*Travail à faire*.
1. Répondez s'il vous plaît à ces questions sur l'extrait consacré aux retraites :
(a) Vers quoi l'armée de laissés-pour-compte est-elle poussée ?
(b) Quel était le taux de revalorisation annuelle des pensions en janvier 2024 ?
(c) Quel produit le gouvernement et les banques proposent-ils face à ce futur assombri ?
2. Prolongez l'extrait sur les retraites et le Plan d'Épargne Retraite à partir de sa dernière phrase.

*Extrait*.
━━━━━━━━━━━━━━━━━━━━
C'est une armée de laissés-pour-compte, poussés vers le RSA ou l'invalidité. Parallèlement, la revalorisation annuelle des pensions, qui était de 5,3 % en janvier 2024, est un leurre. Face à une inflation sur les produits alimentaires qui, sur la même période, a flirté avec les 8% en cumulé, la perte de pouvoir d'achat est bien réelle. Le chèque mensuel augmente, mais le caddie se vide.
Le Plan d'Épargne Retraite : la niche fiscale des nantis, l'illusion pour les autres
Face à ce futur assombri, le gouvernement et les banques ont un produit miracle : le Plan d'Épargne Retraite (PER). Vanté comme un outil de « liberté » et de « prévoyance », il est en réalité un chef-d'œuvre d'ingénierie fiscale au service des plus riches. Son mécanisme de déduction fiscale est une caricature d'injustice.
━━━━━━━━━━━━━━━━━━━━
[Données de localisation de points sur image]
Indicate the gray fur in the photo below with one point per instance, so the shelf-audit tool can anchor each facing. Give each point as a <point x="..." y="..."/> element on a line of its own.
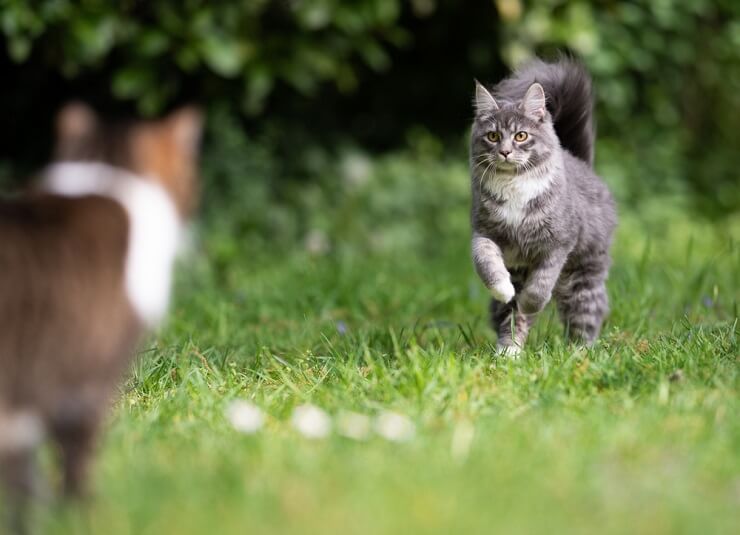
<point x="542" y="219"/>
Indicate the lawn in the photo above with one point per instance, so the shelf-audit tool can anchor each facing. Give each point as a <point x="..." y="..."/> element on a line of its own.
<point x="380" y="310"/>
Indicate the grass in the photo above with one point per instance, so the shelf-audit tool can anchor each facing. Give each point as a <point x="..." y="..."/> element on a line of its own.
<point x="639" y="434"/>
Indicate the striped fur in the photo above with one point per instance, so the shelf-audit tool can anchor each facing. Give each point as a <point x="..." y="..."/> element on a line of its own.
<point x="542" y="219"/>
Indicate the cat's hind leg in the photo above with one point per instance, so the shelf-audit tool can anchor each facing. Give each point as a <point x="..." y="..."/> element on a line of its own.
<point x="582" y="301"/>
<point x="20" y="434"/>
<point x="75" y="432"/>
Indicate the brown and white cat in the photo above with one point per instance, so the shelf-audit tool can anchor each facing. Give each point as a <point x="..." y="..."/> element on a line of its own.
<point x="86" y="262"/>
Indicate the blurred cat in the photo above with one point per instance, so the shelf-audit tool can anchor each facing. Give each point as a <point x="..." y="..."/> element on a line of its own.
<point x="85" y="268"/>
<point x="542" y="219"/>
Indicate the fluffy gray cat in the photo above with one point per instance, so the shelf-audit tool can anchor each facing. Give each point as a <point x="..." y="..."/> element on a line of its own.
<point x="542" y="219"/>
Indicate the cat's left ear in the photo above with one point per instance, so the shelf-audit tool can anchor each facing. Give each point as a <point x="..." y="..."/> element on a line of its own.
<point x="534" y="104"/>
<point x="484" y="101"/>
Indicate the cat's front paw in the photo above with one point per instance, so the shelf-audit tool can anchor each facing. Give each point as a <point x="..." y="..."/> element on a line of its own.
<point x="531" y="303"/>
<point x="502" y="290"/>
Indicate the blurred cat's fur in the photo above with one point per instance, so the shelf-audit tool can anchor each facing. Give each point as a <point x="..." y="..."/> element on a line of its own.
<point x="85" y="268"/>
<point x="542" y="220"/>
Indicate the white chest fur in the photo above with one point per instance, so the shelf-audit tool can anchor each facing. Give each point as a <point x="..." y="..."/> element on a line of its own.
<point x="517" y="190"/>
<point x="154" y="228"/>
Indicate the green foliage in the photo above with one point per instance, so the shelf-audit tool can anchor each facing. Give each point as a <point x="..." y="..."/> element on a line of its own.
<point x="156" y="47"/>
<point x="667" y="77"/>
<point x="638" y="434"/>
<point x="312" y="78"/>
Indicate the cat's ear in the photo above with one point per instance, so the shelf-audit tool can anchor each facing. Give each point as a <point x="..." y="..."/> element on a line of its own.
<point x="484" y="101"/>
<point x="76" y="126"/>
<point x="534" y="103"/>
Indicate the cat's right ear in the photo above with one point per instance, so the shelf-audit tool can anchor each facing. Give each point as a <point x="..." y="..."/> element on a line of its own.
<point x="75" y="127"/>
<point x="484" y="101"/>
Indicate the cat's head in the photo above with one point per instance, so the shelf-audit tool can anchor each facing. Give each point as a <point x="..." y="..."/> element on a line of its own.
<point x="510" y="137"/>
<point x="164" y="150"/>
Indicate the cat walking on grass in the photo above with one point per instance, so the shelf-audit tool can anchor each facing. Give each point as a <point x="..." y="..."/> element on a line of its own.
<point x="542" y="220"/>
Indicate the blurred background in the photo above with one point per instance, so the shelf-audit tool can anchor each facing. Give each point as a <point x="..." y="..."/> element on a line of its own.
<point x="306" y="98"/>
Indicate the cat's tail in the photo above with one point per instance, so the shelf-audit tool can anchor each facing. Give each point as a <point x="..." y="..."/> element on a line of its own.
<point x="567" y="87"/>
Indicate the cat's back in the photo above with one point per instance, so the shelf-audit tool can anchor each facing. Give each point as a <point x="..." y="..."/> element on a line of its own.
<point x="63" y="304"/>
<point x="593" y="202"/>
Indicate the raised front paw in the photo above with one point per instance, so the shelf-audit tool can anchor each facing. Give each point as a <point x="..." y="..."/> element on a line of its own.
<point x="502" y="290"/>
<point x="531" y="303"/>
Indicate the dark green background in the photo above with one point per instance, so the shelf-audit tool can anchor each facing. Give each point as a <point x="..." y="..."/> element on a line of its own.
<point x="291" y="84"/>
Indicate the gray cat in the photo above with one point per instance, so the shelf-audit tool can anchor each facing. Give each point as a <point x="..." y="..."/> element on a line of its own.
<point x="542" y="219"/>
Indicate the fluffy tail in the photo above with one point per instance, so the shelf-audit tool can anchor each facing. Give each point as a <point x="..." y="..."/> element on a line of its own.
<point x="567" y="86"/>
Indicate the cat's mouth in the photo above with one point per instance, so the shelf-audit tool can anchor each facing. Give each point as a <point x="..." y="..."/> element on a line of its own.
<point x="506" y="165"/>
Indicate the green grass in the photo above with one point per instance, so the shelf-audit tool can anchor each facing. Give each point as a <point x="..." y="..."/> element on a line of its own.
<point x="639" y="434"/>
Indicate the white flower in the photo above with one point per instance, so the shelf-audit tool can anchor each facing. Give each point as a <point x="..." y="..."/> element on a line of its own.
<point x="245" y="417"/>
<point x="462" y="439"/>
<point x="395" y="427"/>
<point x="311" y="422"/>
<point x="354" y="425"/>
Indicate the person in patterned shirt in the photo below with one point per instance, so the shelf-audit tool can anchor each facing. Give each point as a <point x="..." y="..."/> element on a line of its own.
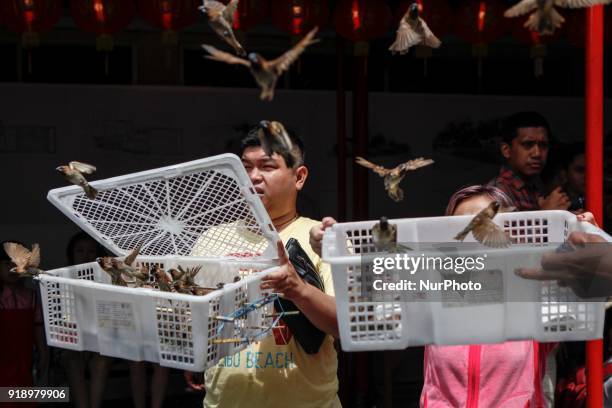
<point x="524" y="146"/>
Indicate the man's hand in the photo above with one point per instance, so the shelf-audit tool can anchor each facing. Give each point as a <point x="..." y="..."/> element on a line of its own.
<point x="557" y="200"/>
<point x="316" y="234"/>
<point x="587" y="217"/>
<point x="587" y="269"/>
<point x="286" y="281"/>
<point x="195" y="385"/>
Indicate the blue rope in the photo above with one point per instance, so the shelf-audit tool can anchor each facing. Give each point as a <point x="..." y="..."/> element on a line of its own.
<point x="243" y="311"/>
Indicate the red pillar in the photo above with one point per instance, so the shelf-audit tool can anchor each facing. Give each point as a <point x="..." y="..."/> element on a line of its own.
<point x="594" y="171"/>
<point x="341" y="128"/>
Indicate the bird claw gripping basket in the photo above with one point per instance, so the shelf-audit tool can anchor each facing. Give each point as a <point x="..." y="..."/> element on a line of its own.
<point x="370" y="320"/>
<point x="203" y="213"/>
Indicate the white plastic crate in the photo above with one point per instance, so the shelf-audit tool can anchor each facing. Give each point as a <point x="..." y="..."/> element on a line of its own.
<point x="170" y="209"/>
<point x="205" y="212"/>
<point x="390" y="323"/>
<point x="84" y="312"/>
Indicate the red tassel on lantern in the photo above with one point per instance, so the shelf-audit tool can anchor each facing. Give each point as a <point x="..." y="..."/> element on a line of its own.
<point x="170" y="16"/>
<point x="29" y="18"/>
<point x="362" y="20"/>
<point x="537" y="42"/>
<point x="297" y="17"/>
<point x="437" y="14"/>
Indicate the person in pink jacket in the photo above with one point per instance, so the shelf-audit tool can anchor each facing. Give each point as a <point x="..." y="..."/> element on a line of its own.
<point x="505" y="375"/>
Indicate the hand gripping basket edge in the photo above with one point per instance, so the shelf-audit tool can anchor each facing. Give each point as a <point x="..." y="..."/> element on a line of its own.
<point x="168" y="209"/>
<point x="366" y="325"/>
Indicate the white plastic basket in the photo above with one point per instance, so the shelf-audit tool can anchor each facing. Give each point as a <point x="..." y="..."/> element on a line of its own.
<point x="84" y="312"/>
<point x="170" y="209"/>
<point x="200" y="213"/>
<point x="389" y="323"/>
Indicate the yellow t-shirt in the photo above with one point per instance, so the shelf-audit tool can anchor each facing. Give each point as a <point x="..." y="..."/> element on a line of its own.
<point x="267" y="374"/>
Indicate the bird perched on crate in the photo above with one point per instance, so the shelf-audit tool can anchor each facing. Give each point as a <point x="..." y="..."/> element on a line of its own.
<point x="26" y="260"/>
<point x="164" y="280"/>
<point x="117" y="278"/>
<point x="413" y="30"/>
<point x="221" y="19"/>
<point x="485" y="230"/>
<point x="545" y="19"/>
<point x="384" y="236"/>
<point x="74" y="171"/>
<point x="275" y="139"/>
<point x="265" y="72"/>
<point x="393" y="177"/>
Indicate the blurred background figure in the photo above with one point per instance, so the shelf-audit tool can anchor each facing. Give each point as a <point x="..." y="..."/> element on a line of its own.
<point x="83" y="249"/>
<point x="21" y="316"/>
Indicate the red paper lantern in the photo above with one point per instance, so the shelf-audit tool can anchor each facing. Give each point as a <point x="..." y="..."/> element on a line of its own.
<point x="481" y="21"/>
<point x="169" y="15"/>
<point x="30" y="17"/>
<point x="297" y="17"/>
<point x="437" y="14"/>
<point x="250" y="14"/>
<point x="103" y="18"/>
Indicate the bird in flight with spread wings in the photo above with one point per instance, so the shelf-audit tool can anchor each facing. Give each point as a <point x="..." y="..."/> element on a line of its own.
<point x="265" y="72"/>
<point x="393" y="177"/>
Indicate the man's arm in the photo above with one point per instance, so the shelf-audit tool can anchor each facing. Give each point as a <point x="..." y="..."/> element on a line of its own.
<point x="317" y="306"/>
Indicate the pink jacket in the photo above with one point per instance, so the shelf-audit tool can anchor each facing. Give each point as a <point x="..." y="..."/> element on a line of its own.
<point x="505" y="375"/>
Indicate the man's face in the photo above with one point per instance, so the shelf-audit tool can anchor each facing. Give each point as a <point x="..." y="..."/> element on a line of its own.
<point x="528" y="152"/>
<point x="575" y="174"/>
<point x="276" y="184"/>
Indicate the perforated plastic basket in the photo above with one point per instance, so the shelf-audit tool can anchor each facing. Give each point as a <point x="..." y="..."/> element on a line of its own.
<point x="84" y="312"/>
<point x="204" y="208"/>
<point x="389" y="323"/>
<point x="170" y="209"/>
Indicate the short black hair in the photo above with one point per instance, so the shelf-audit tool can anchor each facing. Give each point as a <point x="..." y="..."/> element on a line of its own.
<point x="252" y="140"/>
<point x="82" y="236"/>
<point x="524" y="119"/>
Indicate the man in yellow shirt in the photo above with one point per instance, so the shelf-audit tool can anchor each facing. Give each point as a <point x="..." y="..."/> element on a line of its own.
<point x="277" y="372"/>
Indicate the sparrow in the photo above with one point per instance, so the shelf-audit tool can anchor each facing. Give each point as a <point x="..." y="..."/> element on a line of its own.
<point x="412" y="31"/>
<point x="485" y="230"/>
<point x="274" y="139"/>
<point x="26" y="261"/>
<point x="163" y="280"/>
<point x="384" y="236"/>
<point x="393" y="177"/>
<point x="265" y="72"/>
<point x="221" y="19"/>
<point x="73" y="172"/>
<point x="545" y="19"/>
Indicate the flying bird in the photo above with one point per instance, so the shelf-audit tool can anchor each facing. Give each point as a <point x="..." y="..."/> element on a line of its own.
<point x="384" y="236"/>
<point x="274" y="139"/>
<point x="74" y="171"/>
<point x="413" y="30"/>
<point x="221" y="19"/>
<point x="393" y="177"/>
<point x="26" y="261"/>
<point x="485" y="230"/>
<point x="545" y="19"/>
<point x="265" y="72"/>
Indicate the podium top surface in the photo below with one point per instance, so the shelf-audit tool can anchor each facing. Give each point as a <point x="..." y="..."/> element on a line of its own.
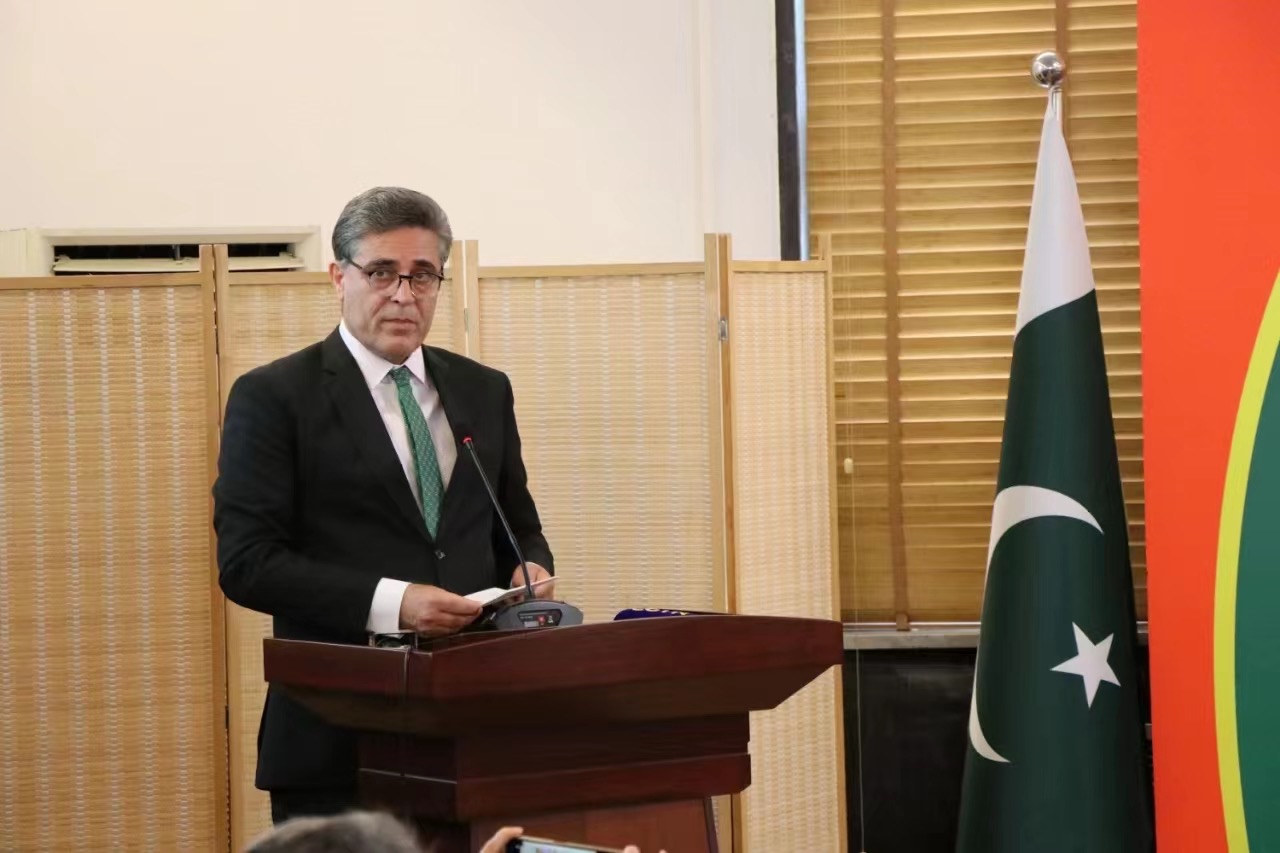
━━━━━━━━━━━━━━━━━━━━
*Résultats de l'exercice*.
1.
(a) Vers le RSA ou l'invalidité.
(b) 5,3 %.
(c) Le Plan d'Épargne Retraite (PER).

2.
Prenons un cadre supérieur au revenu élevé, dans la tranche marginale d'imposition à 45 %. S'il verse 10 000 € sur son PER, l'État lui fait un cadeau de 4 500 € en réduction d'impôts. Prenons maintenant une caissière au SMIC, qui ne paie pas ou peu d'impôt sur le revenu. Son avantage fiscal pour le même effort d'épargne ? Zéro.
Le résultat est sans surprise. Une étude de l'Autorité des Marchés Financiers (AMF) publiée en 2024 le révèle crûment : plus de 60 % des encours des PER sont détenus par les 10 % des Français les plus fortunés. Vendre le PER comme une solution de masse, c'est comme « proposer des leçons de pilotage de jet privé pour résoudre les embouteillages du RER », ironise un économiste atterré.
On ne « sauve » pas les retraites pour tous, on crée un marché juteux pour Axa, BNP Paribas ou Amundi, qui se rémunèrent grassement en frais de gestion sur cette épargne subventionnée par l'argent public. C'est le cœur de la stratégie : rendre le système public moins attractif pour que les plus aisés le désertent au profit de produits financiers, affaiblissant encore davantage la solidarité collective.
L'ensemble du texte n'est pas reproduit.